▶ _Your task_:
Check every line of the data below for the string "green", and copy the ones that hold it.

▶ _Listed entries_:
Start of Block

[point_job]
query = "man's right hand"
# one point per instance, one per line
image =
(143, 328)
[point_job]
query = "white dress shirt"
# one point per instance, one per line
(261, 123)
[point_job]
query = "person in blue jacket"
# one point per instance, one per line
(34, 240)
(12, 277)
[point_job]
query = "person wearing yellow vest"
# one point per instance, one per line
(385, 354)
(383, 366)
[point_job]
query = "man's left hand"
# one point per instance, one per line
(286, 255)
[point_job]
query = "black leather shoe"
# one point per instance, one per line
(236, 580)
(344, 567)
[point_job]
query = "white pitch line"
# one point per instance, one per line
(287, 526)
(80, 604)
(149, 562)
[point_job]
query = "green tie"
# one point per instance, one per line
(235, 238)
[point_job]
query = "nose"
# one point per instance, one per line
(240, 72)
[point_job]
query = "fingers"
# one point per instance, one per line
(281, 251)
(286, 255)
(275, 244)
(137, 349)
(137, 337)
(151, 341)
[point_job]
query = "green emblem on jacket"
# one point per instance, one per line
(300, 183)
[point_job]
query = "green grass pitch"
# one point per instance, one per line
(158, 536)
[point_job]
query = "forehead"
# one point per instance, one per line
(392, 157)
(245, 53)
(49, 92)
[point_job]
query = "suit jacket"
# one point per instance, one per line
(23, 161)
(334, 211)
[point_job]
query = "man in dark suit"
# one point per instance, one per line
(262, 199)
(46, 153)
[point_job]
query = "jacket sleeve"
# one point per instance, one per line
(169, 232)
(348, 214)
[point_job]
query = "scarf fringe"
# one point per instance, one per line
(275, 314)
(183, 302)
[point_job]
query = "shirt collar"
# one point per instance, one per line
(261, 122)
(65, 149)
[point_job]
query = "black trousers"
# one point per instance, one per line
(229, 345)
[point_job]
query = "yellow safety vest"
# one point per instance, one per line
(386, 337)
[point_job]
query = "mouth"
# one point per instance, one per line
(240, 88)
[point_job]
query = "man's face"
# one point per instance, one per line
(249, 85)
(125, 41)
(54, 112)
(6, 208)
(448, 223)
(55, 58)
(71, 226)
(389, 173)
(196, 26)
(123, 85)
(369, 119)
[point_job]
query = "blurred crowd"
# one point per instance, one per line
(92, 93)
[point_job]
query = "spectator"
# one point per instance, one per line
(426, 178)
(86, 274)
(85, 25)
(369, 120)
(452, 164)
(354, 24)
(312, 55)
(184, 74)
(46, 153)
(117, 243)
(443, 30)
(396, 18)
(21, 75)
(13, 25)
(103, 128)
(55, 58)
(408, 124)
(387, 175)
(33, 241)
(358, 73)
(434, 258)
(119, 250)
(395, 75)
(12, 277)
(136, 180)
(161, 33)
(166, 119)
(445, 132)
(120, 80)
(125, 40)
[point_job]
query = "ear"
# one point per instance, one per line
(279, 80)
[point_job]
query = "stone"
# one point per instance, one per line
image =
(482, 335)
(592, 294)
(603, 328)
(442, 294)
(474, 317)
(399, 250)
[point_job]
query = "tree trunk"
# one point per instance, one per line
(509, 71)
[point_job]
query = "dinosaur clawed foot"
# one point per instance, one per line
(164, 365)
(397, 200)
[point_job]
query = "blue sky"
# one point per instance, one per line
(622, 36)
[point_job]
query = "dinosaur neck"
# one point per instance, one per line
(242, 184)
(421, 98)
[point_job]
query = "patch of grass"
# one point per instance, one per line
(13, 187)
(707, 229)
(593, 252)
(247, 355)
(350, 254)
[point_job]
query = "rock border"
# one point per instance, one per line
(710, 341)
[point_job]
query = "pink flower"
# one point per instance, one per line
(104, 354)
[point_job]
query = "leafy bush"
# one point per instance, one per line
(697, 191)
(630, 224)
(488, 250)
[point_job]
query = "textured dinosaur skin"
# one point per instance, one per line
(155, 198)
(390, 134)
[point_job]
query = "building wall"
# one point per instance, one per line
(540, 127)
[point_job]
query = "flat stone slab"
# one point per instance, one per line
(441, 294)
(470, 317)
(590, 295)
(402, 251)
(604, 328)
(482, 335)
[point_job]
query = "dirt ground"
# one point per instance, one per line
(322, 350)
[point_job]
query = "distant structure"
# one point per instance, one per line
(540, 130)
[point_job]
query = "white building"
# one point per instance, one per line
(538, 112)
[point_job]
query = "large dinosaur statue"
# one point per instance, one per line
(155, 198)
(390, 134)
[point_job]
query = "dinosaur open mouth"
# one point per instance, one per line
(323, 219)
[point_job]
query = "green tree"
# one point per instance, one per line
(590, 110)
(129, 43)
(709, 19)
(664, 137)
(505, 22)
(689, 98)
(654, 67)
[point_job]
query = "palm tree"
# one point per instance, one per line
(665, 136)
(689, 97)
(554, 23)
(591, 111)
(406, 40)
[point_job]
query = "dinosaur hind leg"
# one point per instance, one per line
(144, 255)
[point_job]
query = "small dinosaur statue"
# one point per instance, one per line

End of Block

▶ _Result of the exercise_:
query = "green tie"
query = "green emblem on jacket"
query = "green grass pitch"
query = "green tree"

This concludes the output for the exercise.